** BEGIN **
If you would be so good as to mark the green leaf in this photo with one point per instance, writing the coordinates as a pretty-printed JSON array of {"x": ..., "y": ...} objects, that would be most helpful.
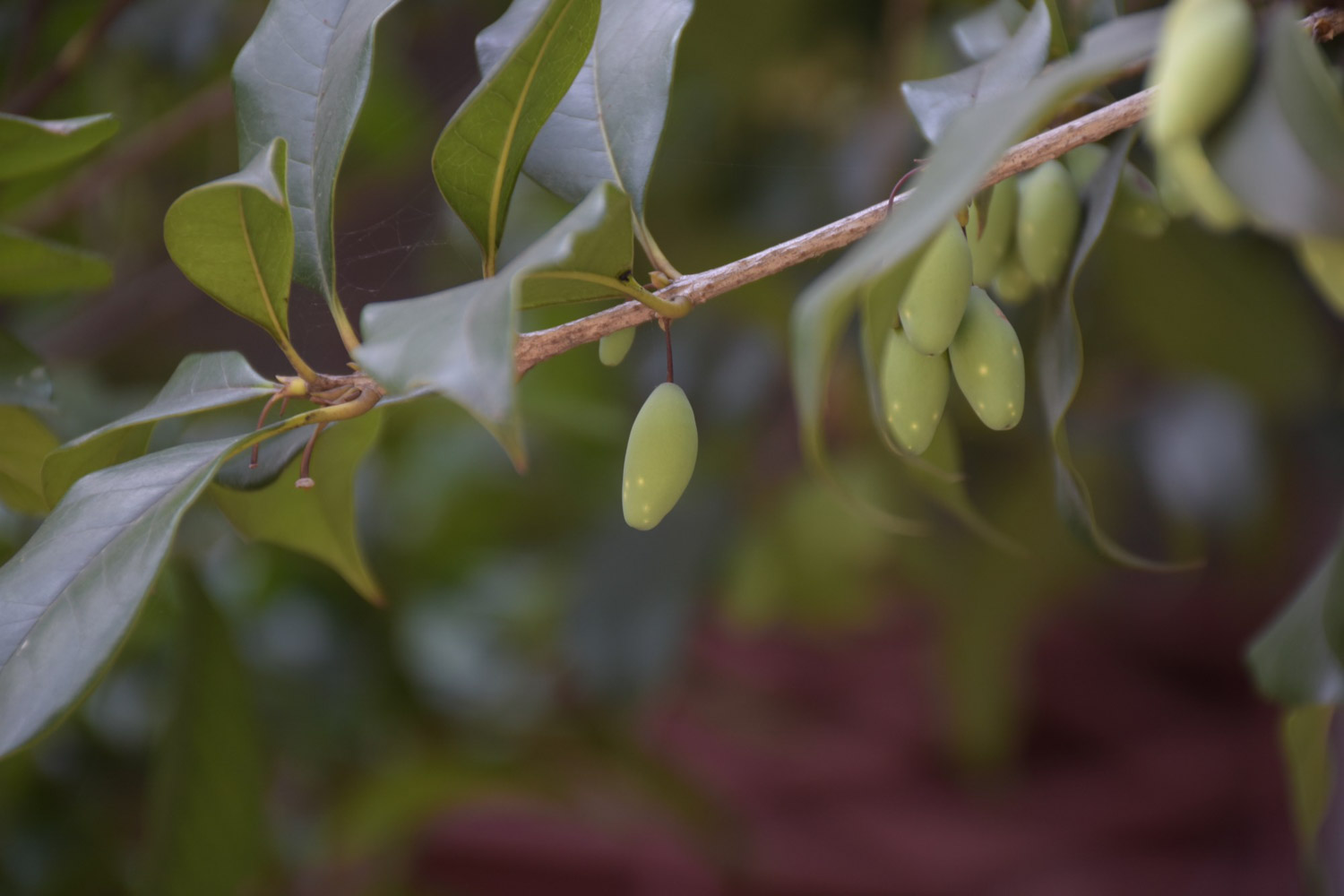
[
  {"x": 1061, "y": 367},
  {"x": 24, "y": 441},
  {"x": 207, "y": 825},
  {"x": 303, "y": 75},
  {"x": 34, "y": 266},
  {"x": 29, "y": 145},
  {"x": 23, "y": 378},
  {"x": 986, "y": 31},
  {"x": 1298, "y": 198},
  {"x": 480, "y": 153},
  {"x": 938, "y": 101},
  {"x": 460, "y": 343},
  {"x": 319, "y": 521},
  {"x": 234, "y": 238},
  {"x": 69, "y": 597},
  {"x": 609, "y": 124},
  {"x": 201, "y": 383}
]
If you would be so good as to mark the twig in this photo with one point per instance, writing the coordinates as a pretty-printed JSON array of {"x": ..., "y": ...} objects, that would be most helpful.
[
  {"x": 199, "y": 110},
  {"x": 534, "y": 349},
  {"x": 67, "y": 61}
]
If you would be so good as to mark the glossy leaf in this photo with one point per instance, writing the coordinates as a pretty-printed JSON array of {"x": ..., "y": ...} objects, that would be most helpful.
[
  {"x": 34, "y": 266},
  {"x": 1298, "y": 198},
  {"x": 23, "y": 378},
  {"x": 1061, "y": 367},
  {"x": 480, "y": 153},
  {"x": 207, "y": 829},
  {"x": 609, "y": 124},
  {"x": 201, "y": 383},
  {"x": 29, "y": 145},
  {"x": 303, "y": 75},
  {"x": 1290, "y": 659},
  {"x": 69, "y": 597},
  {"x": 24, "y": 441},
  {"x": 986, "y": 31},
  {"x": 234, "y": 238},
  {"x": 460, "y": 341},
  {"x": 938, "y": 101},
  {"x": 319, "y": 521}
]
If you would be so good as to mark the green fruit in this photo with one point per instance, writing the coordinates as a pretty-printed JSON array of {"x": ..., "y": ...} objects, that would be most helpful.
[
  {"x": 1137, "y": 207},
  {"x": 986, "y": 362},
  {"x": 935, "y": 297},
  {"x": 659, "y": 457},
  {"x": 989, "y": 246},
  {"x": 1196, "y": 180},
  {"x": 914, "y": 392},
  {"x": 1047, "y": 222},
  {"x": 1013, "y": 285},
  {"x": 1203, "y": 56},
  {"x": 613, "y": 347},
  {"x": 1322, "y": 260}
]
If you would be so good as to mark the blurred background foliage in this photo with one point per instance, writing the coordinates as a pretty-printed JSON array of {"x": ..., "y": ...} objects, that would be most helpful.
[{"x": 539, "y": 656}]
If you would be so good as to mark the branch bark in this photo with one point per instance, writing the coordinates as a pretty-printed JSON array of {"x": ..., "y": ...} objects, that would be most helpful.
[{"x": 534, "y": 349}]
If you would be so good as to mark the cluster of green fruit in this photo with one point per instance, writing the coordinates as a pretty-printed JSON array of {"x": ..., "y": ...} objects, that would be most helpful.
[{"x": 1203, "y": 62}]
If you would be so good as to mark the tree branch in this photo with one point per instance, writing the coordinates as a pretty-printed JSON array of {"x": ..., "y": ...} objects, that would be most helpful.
[{"x": 534, "y": 349}]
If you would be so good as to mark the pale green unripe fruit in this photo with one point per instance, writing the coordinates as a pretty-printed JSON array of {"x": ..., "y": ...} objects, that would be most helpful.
[
  {"x": 1203, "y": 56},
  {"x": 989, "y": 247},
  {"x": 1322, "y": 260},
  {"x": 1012, "y": 284},
  {"x": 988, "y": 366},
  {"x": 613, "y": 347},
  {"x": 935, "y": 297},
  {"x": 1047, "y": 222},
  {"x": 914, "y": 392},
  {"x": 659, "y": 457},
  {"x": 1210, "y": 201}
]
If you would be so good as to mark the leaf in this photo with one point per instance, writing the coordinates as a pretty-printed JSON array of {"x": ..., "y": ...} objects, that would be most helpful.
[
  {"x": 234, "y": 238},
  {"x": 1290, "y": 659},
  {"x": 460, "y": 343},
  {"x": 24, "y": 441},
  {"x": 207, "y": 829},
  {"x": 29, "y": 145},
  {"x": 34, "y": 266},
  {"x": 1258, "y": 155},
  {"x": 1061, "y": 367},
  {"x": 480, "y": 153},
  {"x": 303, "y": 75},
  {"x": 609, "y": 124},
  {"x": 938, "y": 101},
  {"x": 69, "y": 597},
  {"x": 23, "y": 378},
  {"x": 201, "y": 383},
  {"x": 319, "y": 521},
  {"x": 986, "y": 31}
]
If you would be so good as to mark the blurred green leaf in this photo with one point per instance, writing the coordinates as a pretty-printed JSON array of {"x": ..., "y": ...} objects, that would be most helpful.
[
  {"x": 319, "y": 521},
  {"x": 1258, "y": 139},
  {"x": 23, "y": 378},
  {"x": 207, "y": 829},
  {"x": 234, "y": 238},
  {"x": 938, "y": 101},
  {"x": 1061, "y": 366},
  {"x": 34, "y": 266},
  {"x": 303, "y": 75},
  {"x": 1290, "y": 659},
  {"x": 70, "y": 595},
  {"x": 29, "y": 145},
  {"x": 480, "y": 153},
  {"x": 460, "y": 341},
  {"x": 201, "y": 383},
  {"x": 24, "y": 441},
  {"x": 609, "y": 124}
]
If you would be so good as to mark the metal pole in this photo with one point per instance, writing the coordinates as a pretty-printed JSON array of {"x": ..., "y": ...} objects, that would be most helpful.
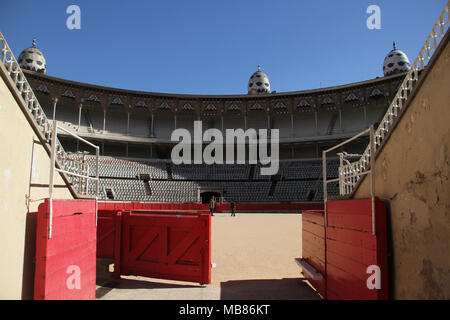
[
  {"x": 372, "y": 178},
  {"x": 51, "y": 180},
  {"x": 55, "y": 101},
  {"x": 325, "y": 195},
  {"x": 97, "y": 184}
]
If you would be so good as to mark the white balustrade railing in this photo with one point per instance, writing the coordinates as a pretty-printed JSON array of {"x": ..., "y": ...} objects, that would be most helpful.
[
  {"x": 67, "y": 161},
  {"x": 350, "y": 174}
]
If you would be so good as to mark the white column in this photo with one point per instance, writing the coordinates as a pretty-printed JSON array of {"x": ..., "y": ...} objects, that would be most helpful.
[
  {"x": 317, "y": 123},
  {"x": 55, "y": 101},
  {"x": 152, "y": 129},
  {"x": 292, "y": 124},
  {"x": 80, "y": 108},
  {"x": 128, "y": 120},
  {"x": 104, "y": 120}
]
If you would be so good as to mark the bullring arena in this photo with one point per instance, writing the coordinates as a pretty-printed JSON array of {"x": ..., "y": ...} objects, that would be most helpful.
[{"x": 358, "y": 207}]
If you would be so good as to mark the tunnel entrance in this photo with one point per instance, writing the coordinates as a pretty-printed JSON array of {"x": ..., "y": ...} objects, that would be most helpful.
[{"x": 206, "y": 196}]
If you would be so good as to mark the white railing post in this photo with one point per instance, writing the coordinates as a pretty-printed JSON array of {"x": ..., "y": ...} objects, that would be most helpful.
[{"x": 51, "y": 180}]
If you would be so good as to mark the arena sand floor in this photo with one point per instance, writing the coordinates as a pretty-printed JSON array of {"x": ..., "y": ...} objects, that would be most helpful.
[{"x": 254, "y": 260}]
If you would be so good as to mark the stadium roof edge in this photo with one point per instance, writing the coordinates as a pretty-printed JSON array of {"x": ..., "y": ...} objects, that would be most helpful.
[{"x": 161, "y": 95}]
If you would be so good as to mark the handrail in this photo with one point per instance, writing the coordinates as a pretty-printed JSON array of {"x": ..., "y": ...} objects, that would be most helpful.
[
  {"x": 64, "y": 160},
  {"x": 350, "y": 172},
  {"x": 80, "y": 170},
  {"x": 343, "y": 180}
]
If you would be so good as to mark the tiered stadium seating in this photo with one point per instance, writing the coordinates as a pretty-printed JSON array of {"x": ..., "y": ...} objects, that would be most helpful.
[{"x": 299, "y": 181}]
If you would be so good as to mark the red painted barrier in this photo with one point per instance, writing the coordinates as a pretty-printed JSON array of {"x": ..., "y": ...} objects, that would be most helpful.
[
  {"x": 65, "y": 264},
  {"x": 166, "y": 245},
  {"x": 220, "y": 207},
  {"x": 313, "y": 246},
  {"x": 346, "y": 248},
  {"x": 352, "y": 248}
]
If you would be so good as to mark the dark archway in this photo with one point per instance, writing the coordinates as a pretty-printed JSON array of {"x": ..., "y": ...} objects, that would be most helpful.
[{"x": 205, "y": 196}]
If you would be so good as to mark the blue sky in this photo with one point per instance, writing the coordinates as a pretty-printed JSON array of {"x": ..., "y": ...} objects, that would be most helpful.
[{"x": 213, "y": 47}]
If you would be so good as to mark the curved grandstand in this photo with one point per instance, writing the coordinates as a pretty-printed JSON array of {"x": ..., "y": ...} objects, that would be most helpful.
[{"x": 133, "y": 130}]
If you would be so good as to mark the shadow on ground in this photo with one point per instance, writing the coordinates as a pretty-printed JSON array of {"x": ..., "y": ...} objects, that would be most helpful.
[{"x": 268, "y": 289}]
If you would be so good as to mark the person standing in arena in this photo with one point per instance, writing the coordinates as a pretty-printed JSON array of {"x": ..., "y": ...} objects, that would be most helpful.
[
  {"x": 233, "y": 207},
  {"x": 212, "y": 205}
]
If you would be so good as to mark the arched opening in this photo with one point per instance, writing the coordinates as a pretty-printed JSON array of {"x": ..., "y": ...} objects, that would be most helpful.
[{"x": 205, "y": 196}]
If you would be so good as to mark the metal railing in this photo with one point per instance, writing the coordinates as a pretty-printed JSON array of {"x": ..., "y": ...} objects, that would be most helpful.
[
  {"x": 75, "y": 166},
  {"x": 66, "y": 161},
  {"x": 348, "y": 180},
  {"x": 349, "y": 173}
]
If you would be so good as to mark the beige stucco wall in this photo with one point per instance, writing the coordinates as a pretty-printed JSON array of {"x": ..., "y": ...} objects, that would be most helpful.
[
  {"x": 21, "y": 159},
  {"x": 412, "y": 173}
]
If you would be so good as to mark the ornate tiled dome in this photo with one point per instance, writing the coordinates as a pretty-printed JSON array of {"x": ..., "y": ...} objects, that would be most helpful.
[
  {"x": 32, "y": 59},
  {"x": 258, "y": 83},
  {"x": 396, "y": 62}
]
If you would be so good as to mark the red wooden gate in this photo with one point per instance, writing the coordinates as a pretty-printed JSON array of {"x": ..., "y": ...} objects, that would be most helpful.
[{"x": 157, "y": 244}]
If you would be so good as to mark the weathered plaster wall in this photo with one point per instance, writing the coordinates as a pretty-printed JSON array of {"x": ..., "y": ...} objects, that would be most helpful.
[
  {"x": 412, "y": 173},
  {"x": 22, "y": 163}
]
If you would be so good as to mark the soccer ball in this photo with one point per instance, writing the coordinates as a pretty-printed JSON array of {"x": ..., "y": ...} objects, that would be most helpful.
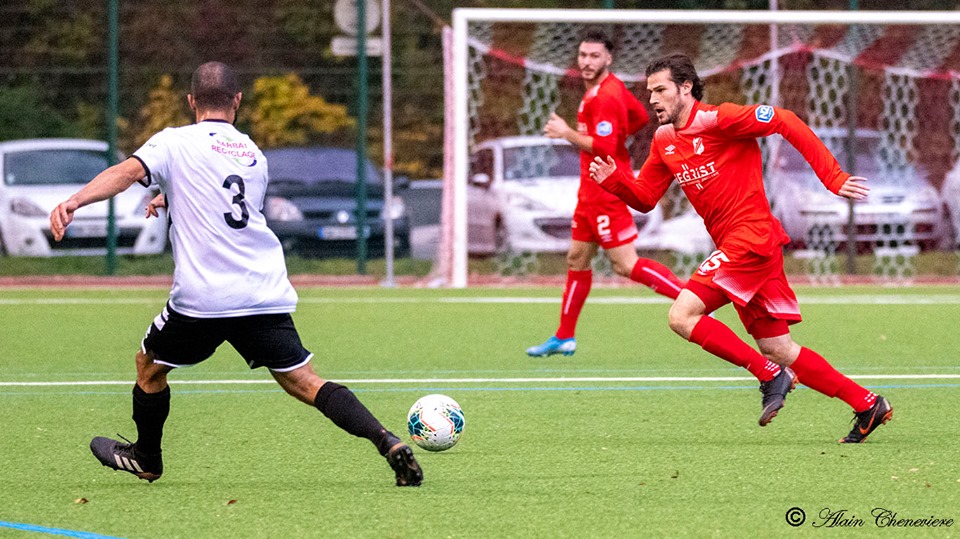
[{"x": 435, "y": 422}]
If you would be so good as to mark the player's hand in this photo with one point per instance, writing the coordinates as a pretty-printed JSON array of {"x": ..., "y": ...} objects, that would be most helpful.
[
  {"x": 61, "y": 216},
  {"x": 157, "y": 202},
  {"x": 556, "y": 127},
  {"x": 855, "y": 187},
  {"x": 601, "y": 170}
]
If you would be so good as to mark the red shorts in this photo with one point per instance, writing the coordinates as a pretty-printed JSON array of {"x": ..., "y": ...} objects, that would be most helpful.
[
  {"x": 757, "y": 287},
  {"x": 609, "y": 225}
]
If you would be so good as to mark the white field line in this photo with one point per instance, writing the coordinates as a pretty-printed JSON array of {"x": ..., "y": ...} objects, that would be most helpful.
** END **
→ TO BE DONE
Copy the material word for word, starting at the line that contains "the red shorts" and continuing through the end of the material.

→ THE COMPLETED TASK
If you would be so good as to mark the red shorts in this photo with one point per instance, writing the coordinates as a pretty-printed JSON array of {"x": ..., "y": ...} objects, that would be most helpful.
[
  {"x": 757, "y": 287},
  {"x": 609, "y": 225}
]
If you would be so good as to mark the white field line in this photo with one point per instance, writing the coordinates as a pretty-printed JSON array of {"x": ..., "y": ...} objects, that would be most helpful.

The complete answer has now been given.